** Start **

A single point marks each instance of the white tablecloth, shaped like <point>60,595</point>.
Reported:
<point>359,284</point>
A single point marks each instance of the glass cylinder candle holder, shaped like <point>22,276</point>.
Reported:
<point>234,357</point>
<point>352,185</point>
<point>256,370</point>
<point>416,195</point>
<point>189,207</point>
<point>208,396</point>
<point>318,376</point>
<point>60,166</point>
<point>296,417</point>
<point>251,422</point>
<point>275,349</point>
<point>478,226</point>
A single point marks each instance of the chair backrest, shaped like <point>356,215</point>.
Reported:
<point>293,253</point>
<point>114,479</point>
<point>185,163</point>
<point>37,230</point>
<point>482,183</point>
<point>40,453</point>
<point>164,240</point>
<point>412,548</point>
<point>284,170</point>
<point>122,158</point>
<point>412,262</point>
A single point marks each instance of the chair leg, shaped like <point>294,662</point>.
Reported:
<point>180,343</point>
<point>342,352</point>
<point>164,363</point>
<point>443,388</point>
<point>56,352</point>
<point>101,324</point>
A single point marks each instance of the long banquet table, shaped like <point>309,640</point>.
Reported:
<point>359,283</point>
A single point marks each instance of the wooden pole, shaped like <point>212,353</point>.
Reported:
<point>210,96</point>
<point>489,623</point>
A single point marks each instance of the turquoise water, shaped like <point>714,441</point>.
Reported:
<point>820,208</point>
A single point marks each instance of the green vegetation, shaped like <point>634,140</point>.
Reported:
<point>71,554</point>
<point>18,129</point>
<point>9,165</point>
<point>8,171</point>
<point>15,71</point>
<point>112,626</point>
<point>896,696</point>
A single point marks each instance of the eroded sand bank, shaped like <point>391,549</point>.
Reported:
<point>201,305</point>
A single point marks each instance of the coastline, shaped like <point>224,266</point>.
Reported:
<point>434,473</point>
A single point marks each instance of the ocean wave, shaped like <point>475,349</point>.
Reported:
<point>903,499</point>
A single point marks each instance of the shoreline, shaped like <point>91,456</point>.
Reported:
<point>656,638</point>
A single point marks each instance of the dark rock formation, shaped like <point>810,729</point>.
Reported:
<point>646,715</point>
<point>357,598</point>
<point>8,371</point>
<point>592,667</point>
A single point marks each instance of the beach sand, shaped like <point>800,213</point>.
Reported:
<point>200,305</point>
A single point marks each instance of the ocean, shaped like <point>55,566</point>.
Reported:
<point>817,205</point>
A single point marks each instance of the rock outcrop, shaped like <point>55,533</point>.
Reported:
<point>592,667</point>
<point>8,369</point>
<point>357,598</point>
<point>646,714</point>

** End **

:: What is being asked ::
Please rewrite all of the records above, replacing "Reported" with "Detected" everywhere and leaving everything else unchanged.

:: Solution to the problem ::
A single point marks each instance of the white tablecloth, shaped like <point>60,595</point>.
Detected:
<point>359,284</point>
A single point marks each instance of the glass cylinder candle holder, shaped like <point>22,276</point>.
Detected:
<point>234,357</point>
<point>352,185</point>
<point>256,370</point>
<point>416,195</point>
<point>189,207</point>
<point>208,396</point>
<point>318,376</point>
<point>60,166</point>
<point>296,417</point>
<point>251,422</point>
<point>275,349</point>
<point>478,226</point>
A single point marks each instance of the chair backrest, shaped like <point>356,215</point>.
Detected:
<point>293,253</point>
<point>114,479</point>
<point>185,163</point>
<point>37,230</point>
<point>482,183</point>
<point>40,453</point>
<point>164,240</point>
<point>412,548</point>
<point>284,170</point>
<point>122,158</point>
<point>412,262</point>
A single point marks each instance of the chair leg, shaped like <point>294,662</point>.
Detected:
<point>180,343</point>
<point>342,352</point>
<point>164,363</point>
<point>443,388</point>
<point>56,352</point>
<point>101,324</point>
A single point marks each instance of the long banquet table, shaped like <point>309,640</point>.
Detected:
<point>359,283</point>
A single point marks each instance of the wooden pole, shaped like <point>212,353</point>.
Detected:
<point>210,96</point>
<point>489,623</point>
A single point marks each instance of the turquoise water, shaped like <point>714,441</point>.
Detected:
<point>820,208</point>
A single point marks each instance of the green vegetation, shaped like <point>634,140</point>.
Detected:
<point>71,554</point>
<point>18,129</point>
<point>9,165</point>
<point>8,171</point>
<point>15,71</point>
<point>112,626</point>
<point>896,696</point>
A single point marks each instance of the eroded sand bank, shaped like <point>391,549</point>.
Detected:
<point>201,305</point>
A single point marks each instance of the coastline, shaped like <point>224,266</point>.
Detected:
<point>434,473</point>
A single point marks each instance of the ocean wave, shaped like <point>475,349</point>.
Detected:
<point>903,499</point>
A single point marks each instance of the shoreline, shaped like <point>91,456</point>.
Detected:
<point>656,638</point>
A single point marks each instance of the dark rock formation, shaped like <point>810,729</point>.
Detected:
<point>646,715</point>
<point>357,598</point>
<point>8,371</point>
<point>592,667</point>
A single point marks each instance of the beach sand, shaped like <point>800,213</point>.
Detected:
<point>200,305</point>
A single point marks each instance of the ocean, shaped like <point>55,566</point>.
Detected:
<point>817,205</point>
A single point marks each instance of the rock outcrop, shaped like <point>55,533</point>.
Detected:
<point>592,667</point>
<point>8,369</point>
<point>357,598</point>
<point>646,714</point>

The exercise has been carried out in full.